» **Yapılacak İş**
Aşağıdaki mahkeme kararı başlığını hiçbir yerini değiştirmeden baştan sona yeniden yazın.

Hukuk Bölümü         2013/1115 E.  ,  2013/1299 K.
"İçtihat Metni"Adalet Bakanlığı Bilgi İşlem Dairesi Başkanlığınca hazırlanmıştır. İzinsiz olarak kopyalanması ve dağıtılması hukuki sorumluluk gerektirir.

Davacılar : 1- M.O., 2- M.T., 3- İ.T., 4- E.B., 5- B.M., 6- T.Ö., 7- Z.B.

Vekili        : Av. A.A.

Davalılar  : 1.Tarsus Belediye Başkanlığı

Vekili       : Av. E.S.S.

                  2. Mersin İl Özel İdaresi

Vekili       : Av. B.D.

» **Gösterilen Öğeler**
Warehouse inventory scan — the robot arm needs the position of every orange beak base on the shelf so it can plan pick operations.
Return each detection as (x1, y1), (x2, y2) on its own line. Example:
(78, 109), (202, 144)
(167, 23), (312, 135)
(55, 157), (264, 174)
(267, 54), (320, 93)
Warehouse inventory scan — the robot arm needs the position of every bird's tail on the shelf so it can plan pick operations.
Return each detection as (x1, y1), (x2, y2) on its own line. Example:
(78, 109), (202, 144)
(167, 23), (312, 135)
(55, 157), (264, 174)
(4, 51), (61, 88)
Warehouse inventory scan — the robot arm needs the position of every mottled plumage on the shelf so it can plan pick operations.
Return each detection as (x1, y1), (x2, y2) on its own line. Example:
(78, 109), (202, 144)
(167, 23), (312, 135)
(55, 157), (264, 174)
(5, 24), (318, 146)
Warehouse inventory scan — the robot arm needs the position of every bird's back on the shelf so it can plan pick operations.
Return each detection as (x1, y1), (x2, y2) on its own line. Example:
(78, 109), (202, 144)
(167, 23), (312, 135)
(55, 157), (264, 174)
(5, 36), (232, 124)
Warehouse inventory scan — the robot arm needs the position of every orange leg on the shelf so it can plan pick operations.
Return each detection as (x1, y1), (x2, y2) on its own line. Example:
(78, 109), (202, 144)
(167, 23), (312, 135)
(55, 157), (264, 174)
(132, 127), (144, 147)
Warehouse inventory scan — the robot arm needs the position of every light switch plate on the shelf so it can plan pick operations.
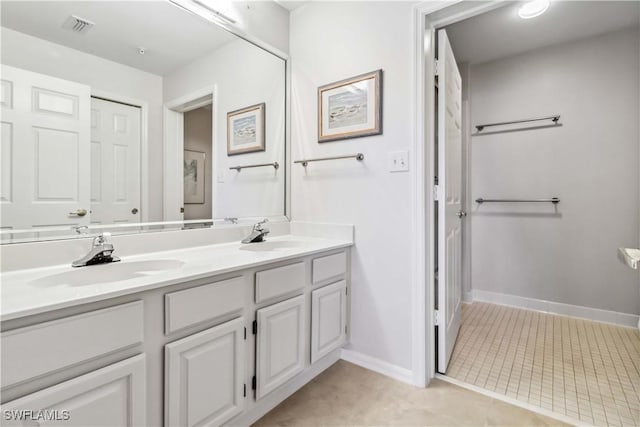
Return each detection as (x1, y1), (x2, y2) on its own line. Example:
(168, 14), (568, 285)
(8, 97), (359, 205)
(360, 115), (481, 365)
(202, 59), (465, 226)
(389, 151), (409, 172)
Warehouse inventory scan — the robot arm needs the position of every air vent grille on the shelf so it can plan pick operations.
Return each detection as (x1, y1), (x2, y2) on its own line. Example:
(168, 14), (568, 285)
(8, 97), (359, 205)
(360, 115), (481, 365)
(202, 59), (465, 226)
(62, 15), (96, 34)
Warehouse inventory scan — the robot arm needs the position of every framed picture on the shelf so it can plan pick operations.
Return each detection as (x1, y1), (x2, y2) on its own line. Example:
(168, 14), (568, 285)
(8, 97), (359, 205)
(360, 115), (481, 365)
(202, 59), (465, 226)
(318, 70), (382, 142)
(184, 150), (205, 204)
(227, 102), (265, 156)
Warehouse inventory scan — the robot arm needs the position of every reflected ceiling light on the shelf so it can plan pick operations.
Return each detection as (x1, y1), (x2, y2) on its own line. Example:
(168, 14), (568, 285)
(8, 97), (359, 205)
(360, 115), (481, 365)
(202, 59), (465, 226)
(518, 0), (549, 19)
(169, 0), (236, 24)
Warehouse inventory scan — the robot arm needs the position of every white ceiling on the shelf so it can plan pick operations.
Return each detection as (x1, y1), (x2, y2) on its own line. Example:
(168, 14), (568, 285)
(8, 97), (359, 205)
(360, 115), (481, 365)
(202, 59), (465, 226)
(273, 0), (311, 12)
(0, 0), (236, 75)
(446, 0), (640, 64)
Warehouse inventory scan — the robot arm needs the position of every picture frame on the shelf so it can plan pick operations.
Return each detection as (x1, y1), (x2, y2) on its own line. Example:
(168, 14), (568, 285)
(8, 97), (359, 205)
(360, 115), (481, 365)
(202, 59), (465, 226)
(227, 102), (265, 156)
(318, 70), (382, 142)
(183, 150), (206, 204)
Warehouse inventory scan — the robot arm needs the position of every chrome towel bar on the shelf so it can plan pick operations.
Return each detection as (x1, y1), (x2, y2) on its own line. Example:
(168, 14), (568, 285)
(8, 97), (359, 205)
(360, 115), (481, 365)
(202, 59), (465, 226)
(229, 162), (280, 172)
(476, 114), (560, 132)
(293, 153), (364, 166)
(476, 197), (560, 204)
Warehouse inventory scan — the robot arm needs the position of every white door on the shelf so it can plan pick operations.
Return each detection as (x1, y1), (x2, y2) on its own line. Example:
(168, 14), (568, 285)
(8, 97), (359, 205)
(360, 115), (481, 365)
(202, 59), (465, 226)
(311, 280), (347, 363)
(2, 355), (147, 427)
(437, 30), (464, 373)
(164, 317), (244, 427)
(91, 98), (141, 224)
(0, 65), (91, 229)
(256, 295), (305, 399)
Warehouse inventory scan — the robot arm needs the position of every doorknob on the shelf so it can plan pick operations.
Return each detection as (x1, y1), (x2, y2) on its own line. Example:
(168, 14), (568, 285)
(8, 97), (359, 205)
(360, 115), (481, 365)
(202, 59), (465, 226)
(69, 208), (87, 216)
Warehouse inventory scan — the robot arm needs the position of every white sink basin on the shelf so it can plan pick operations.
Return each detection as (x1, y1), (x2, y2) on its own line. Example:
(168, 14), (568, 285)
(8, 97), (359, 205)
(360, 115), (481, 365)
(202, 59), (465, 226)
(618, 248), (640, 270)
(30, 259), (184, 287)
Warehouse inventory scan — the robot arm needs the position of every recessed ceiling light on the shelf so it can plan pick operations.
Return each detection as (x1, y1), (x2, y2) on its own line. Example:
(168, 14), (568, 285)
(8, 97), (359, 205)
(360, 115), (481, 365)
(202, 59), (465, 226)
(518, 0), (549, 19)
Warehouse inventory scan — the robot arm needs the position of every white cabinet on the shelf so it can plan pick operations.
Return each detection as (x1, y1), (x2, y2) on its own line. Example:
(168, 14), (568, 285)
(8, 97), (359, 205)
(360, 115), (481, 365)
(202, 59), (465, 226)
(2, 355), (147, 427)
(256, 295), (306, 399)
(165, 317), (245, 426)
(311, 280), (347, 363)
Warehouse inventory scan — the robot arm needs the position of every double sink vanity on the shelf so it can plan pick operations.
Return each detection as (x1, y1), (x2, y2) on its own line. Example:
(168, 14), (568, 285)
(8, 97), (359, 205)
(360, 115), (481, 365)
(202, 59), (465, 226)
(1, 227), (353, 426)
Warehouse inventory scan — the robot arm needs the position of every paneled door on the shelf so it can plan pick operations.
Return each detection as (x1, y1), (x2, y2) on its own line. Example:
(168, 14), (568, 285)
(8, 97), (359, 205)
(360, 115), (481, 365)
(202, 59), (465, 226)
(311, 280), (347, 363)
(164, 317), (245, 427)
(256, 295), (305, 399)
(436, 30), (466, 373)
(2, 351), (147, 427)
(0, 65), (91, 229)
(91, 98), (141, 224)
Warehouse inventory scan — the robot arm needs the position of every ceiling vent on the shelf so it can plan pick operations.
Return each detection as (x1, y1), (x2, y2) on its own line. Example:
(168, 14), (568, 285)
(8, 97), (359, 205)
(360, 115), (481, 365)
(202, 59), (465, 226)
(62, 15), (96, 34)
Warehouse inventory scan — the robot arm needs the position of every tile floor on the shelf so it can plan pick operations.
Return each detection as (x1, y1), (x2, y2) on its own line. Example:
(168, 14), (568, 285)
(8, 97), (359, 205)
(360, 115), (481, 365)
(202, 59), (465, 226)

» **Çözülmüş Problem**
Hukuk Bölümü         2013/1115 E.  ,  2013/1299 K.
"İçtihat Metni"Adalet Bakanlığı Bilgi İşlem Dairesi Başkanlığınca hazırlanmıştır. İzinsiz olarak kopyalanması ve dağıtılması hukuki sorumluluk gerektirir.

Davacılar : 1- M.O., 2- M.T., 3- İ.T., 4- E.B., 5- B.M., 6- T.Ö., 7- Z.B.

Vekili        : Av. A.A.

Davalılar  : 1.Tarsus Belediye Başkanlığı

Vekili       : Av. E.S.S.

                  2. Mersin İl Özel İdaresi

Vekili       : Av. B.D.